YOUR OBJECTIVE
Check every line below for the string "block", and copy the lines that contain it.

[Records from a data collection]
====
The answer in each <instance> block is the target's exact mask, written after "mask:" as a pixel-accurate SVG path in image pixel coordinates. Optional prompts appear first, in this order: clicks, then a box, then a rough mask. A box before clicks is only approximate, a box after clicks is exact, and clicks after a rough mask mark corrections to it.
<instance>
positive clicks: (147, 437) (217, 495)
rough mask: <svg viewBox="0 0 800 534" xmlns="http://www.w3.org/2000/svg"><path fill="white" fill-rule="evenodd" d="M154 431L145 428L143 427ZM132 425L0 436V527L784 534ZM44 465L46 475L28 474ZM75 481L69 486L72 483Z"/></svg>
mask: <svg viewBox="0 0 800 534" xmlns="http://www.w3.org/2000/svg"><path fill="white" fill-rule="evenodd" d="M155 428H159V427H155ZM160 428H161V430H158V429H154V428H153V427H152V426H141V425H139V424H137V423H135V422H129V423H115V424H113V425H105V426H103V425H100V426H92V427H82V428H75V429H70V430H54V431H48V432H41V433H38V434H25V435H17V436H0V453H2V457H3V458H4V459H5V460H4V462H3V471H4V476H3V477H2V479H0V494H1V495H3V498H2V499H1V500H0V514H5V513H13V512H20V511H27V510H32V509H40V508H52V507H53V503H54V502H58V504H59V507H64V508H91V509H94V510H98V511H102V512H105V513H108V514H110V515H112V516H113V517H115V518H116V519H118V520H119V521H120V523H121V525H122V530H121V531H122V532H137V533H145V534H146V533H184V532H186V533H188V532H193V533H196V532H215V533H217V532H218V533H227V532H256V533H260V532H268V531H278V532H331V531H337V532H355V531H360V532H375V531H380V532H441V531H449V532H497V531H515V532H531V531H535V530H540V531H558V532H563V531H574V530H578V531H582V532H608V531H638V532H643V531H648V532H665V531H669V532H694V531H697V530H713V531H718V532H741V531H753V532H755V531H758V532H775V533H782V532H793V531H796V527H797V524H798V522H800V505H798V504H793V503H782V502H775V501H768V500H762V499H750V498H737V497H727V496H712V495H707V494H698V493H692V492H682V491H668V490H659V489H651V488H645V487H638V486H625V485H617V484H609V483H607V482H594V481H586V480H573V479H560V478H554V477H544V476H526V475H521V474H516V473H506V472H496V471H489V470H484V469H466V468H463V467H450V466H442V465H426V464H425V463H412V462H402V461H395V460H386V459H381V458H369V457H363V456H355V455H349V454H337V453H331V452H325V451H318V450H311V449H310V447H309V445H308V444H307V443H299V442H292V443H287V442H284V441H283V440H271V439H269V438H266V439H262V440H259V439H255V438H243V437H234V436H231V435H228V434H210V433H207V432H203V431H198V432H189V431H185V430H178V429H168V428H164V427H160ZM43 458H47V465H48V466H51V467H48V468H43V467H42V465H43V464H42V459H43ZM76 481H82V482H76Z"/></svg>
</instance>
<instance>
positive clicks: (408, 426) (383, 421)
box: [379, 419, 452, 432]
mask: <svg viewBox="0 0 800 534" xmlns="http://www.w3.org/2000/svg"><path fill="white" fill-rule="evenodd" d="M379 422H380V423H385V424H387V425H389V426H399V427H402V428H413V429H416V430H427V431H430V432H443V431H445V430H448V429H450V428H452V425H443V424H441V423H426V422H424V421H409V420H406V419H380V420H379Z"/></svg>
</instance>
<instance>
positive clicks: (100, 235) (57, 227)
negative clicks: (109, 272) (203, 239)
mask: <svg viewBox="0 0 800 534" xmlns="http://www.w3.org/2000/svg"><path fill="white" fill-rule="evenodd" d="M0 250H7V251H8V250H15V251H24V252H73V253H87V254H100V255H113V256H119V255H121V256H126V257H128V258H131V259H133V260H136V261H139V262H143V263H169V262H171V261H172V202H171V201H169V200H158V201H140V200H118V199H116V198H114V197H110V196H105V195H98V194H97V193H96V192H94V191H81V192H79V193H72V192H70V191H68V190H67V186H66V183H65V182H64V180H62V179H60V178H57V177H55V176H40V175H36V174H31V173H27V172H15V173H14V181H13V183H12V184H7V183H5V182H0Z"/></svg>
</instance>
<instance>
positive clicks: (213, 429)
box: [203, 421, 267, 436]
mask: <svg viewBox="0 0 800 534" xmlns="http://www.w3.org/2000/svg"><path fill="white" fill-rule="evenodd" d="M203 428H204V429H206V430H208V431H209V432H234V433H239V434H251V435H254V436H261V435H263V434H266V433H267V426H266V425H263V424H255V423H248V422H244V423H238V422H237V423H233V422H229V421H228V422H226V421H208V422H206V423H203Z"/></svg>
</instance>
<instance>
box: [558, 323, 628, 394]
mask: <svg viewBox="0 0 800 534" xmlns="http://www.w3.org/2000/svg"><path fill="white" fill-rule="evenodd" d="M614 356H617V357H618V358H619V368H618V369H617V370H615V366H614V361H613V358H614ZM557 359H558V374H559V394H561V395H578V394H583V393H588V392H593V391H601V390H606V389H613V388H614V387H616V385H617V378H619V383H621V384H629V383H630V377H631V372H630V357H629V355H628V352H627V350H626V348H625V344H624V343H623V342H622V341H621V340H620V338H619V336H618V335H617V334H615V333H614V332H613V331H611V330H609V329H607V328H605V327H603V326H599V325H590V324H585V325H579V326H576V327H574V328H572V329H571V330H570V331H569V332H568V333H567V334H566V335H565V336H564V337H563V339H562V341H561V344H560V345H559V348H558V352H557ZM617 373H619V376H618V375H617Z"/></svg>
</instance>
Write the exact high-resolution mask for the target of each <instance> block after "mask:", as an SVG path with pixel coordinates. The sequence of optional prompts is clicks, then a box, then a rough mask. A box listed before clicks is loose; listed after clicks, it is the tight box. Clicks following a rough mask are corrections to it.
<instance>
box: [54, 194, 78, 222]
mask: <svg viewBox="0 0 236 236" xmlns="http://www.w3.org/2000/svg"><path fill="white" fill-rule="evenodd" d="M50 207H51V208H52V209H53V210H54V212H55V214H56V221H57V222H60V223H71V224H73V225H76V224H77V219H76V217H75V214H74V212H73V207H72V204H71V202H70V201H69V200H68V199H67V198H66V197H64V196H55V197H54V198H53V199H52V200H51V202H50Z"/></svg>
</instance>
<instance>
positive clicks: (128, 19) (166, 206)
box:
====
OUTPUT OF THE EXERCISE
The answer in each <instance> block is the target's exact mask, written after "mask:" as a pixel-accurate SVG path in image pixel coordinates. Optional prompts appear first, in this order: clicks, then a box, then a rough mask. A box before clicks is only approximate, a box after clicks is exact, and clicks after a rough mask mark corrections to it.
Write the exact high-resolution mask for the target of each <instance> block after "mask:", as an SVG path with pixel coordinates. The sequence of optional prompts is clicks, then a box, then a rough mask. A box listed before clicks is loose; listed after clicks, it is the tight box. Clicks following a rough mask are corrections to it.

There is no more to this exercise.